(DOCUMENT PASSAGE)
= Beginning of Section =

Doctors often tell us, "cut back on your salt." And just like too much dietary salt is bad for blood pressure, too much salt in our nation's streams, lakes, and reservoirs threatens ecosystem health and the security of our nation's drinking water and food supplies.
"Salt levels are rising fast in freshwaters across the United States," said Stanley Grant, professor of civil and environmental engineering in the Virginia Tech College of Engineering and the principal investigator of a recent multimillion dollar grant from the National Science Foundation aimed at addressing the issue.
"It's a slow-moving train wreck. If we don't figure out how to reverse this trend soon, it could become one of our nation's top environmental challenges going forward."
Typical culprits include excessive de-icer use on roads and parking lots during the winter, as well as the discharge of industrial and municipal wastewaters. But putting our nation on a salt diet will not be easy.

= End of Section =

(EXERCISE GOAL) Decide whether each statement agrees with the passage above on salt in U.S. freshwaters, and quote the words that decide it. 1. Salt levels in freshwaters across the United States are going down. 2. The grant for this issue comes from the National Science Foundation. 3. Too much de-icer on roads and parking lots in winter is named as a common cause.

(DATA)
= Beginning of Section =

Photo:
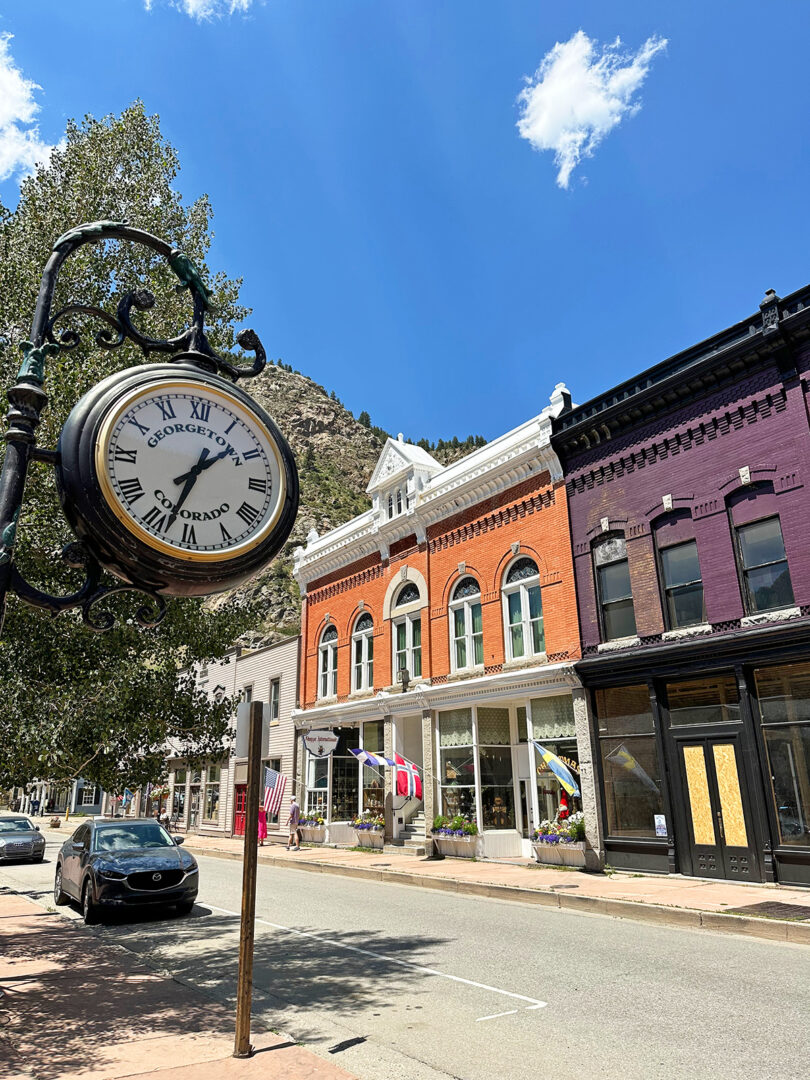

= End of Section =

(RESPONSE AREA)
1. No: "Salt levels are rising fast in freshwaters across the United States"
2. Yes: "a recent multimillion dollar grant from the National Science Foundation"
3. Yes: "Typical culprits include excessive de-icer use on roads and parking lots during the winter"